*PAGE EXTRACT*
Computer 1400 may include or have access to a computing environment that includes input interface 1414, output interface 1416, and a communication interface 1418. Output interface 1416 may include a display device, such as a touchscreen, that also may serve as an input device. The input interface 1414 may include one or more of a touchscreen, touchpad, mouse, keyboard, camera, one or more device-specific buttons, one or more sensors integrated within or coupled via wired or wireless data connections to the computer 1400, and other input devices. The computer 1400 may operate in a networked environment using a communication connection to connect to one or more remote computers, such as database servers in a data lake 1424 including user data 1426 and stored queries and query-result sets 1428. The remote computer may include a personal computer (PC), server, router, network PC, a peer device or other common DFD network switch, or the like. The communication connection may include a Local Area Network (LAN), a Wide Area Network (WAN), cellular, Wi-Fi, Bluetooth, or other networks. According to one embodiment, the various components of computer 1400 are connected with a system bus 1420.

Computer-readable instructions stored on a computer-readable medium are executable by the processing unit 1402 of the computer 1400, such as a program 1422. The program 1422 in some embodiments comprises software that, upon execution by the processing unit 1402, performs the query optimization operations according to any of the embodiments included herein. A hard drive, CD-ROM, and RAM are some examples of articles including a non-transitory computer-readable medium such as a storage device. The terms computer-readable medium and storage device do not include carrier waves to the extent carrier waves are deemed to be transitory. Storage can also include networked storage, such as a storage area network (SAN). Computer program 1422 also may include instruction modules that upon processing cause processing unit 1402 to perform one or more methods or algorithms described herein.

*RAW DATA*
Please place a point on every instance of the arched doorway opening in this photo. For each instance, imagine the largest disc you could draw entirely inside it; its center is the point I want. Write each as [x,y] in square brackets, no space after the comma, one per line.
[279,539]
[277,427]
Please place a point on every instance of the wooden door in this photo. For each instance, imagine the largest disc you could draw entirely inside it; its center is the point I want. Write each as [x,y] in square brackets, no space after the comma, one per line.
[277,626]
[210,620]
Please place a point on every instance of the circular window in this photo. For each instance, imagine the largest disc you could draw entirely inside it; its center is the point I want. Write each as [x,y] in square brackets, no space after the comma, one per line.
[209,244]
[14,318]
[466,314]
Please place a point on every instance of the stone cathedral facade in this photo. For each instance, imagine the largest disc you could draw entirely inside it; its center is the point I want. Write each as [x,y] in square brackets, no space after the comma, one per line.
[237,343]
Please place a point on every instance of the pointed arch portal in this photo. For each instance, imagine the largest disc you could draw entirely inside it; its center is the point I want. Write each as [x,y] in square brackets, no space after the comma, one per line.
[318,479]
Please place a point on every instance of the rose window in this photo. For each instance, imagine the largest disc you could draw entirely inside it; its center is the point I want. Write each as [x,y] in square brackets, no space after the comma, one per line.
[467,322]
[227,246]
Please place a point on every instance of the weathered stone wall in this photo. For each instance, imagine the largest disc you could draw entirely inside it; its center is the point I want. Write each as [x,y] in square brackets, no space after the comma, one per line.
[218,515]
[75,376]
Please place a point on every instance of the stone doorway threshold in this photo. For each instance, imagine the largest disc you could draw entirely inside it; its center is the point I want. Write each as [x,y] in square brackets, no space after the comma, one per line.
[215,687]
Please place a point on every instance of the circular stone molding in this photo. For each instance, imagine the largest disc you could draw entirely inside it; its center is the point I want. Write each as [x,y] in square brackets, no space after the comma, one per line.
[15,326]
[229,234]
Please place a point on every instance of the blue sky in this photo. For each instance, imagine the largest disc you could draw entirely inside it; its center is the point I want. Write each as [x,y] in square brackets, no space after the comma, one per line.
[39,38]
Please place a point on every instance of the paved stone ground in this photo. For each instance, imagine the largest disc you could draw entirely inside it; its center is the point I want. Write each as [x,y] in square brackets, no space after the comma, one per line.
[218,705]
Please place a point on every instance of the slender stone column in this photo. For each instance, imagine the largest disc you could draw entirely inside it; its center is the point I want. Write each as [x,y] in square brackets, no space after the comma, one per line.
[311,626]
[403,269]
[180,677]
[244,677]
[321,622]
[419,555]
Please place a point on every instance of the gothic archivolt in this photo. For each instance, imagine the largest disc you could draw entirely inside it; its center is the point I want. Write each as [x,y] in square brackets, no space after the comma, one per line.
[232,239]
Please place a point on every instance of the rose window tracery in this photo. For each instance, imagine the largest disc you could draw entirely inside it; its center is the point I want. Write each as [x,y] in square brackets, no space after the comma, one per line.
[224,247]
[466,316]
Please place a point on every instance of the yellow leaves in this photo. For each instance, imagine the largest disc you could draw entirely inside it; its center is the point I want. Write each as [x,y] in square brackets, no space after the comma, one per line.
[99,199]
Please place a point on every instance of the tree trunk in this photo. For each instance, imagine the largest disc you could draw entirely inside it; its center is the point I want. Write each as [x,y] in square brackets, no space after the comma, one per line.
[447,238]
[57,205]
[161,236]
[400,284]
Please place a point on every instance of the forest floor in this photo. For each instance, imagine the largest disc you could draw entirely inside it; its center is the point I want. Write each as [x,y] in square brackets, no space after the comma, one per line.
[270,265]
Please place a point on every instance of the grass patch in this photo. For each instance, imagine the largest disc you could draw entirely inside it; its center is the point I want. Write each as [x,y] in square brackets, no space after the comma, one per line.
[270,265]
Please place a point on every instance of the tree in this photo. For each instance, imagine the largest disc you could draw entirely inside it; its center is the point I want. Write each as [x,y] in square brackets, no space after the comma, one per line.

*TASKS TO COMPLETE*
A. Transcribe the computer 1400 passage starting at "Computer-readable instructions stored" and ending at "algorithms described herein.".
B. Sum up the computer 1400 passage in two sentences.
C. Answer these questions from the computer 1400 passage:
(i) What does data lake 1424 include?
(ii) In one embodiment, what connects the various components of computer 1400?
(iii) What example of networked storage is given?

*SOLUTIONS TO THE EXERCISE*
A.
Computer-readable instructions stored on a computer-readable medium are executable by the processing unit 1402 of the computer 1400, such as a program 1422. The program 1422 in some embodiments comprises software that, upon execution by the processing unit 1402, performs the query optimization operations according to any of the embodiments included herein. A hard drive, CD-ROM, and RAM are some examples of articles including a non-transitory computer-readable medium such as a storage device. The terms computer-readable medium and storage device do not include carrier waves to the extent carrier waves are deemed to be transitory. Storage can also include networked storage, such as a storage area network (SAN). Computer program 1422 also may include instruction modules that upon processing cause processing unit 1402 to perform one or more methods or algorithms described herein.

B. Computer 1400 may have input, output and communication interfaces, may connect over networks such as a LAN, WAN or Wi-Fi to remote computers like database servers in a data lake, and in one embodiment has its components connected by a system bus. Its processing unit executes program 1422, stored on a computer-readable medium, to perform query optimization operations.

C.
(i) User data 1426 and stored queries and query-result sets 1428.
(ii) A system bus 1420.
(iii) A storage area network (SAN).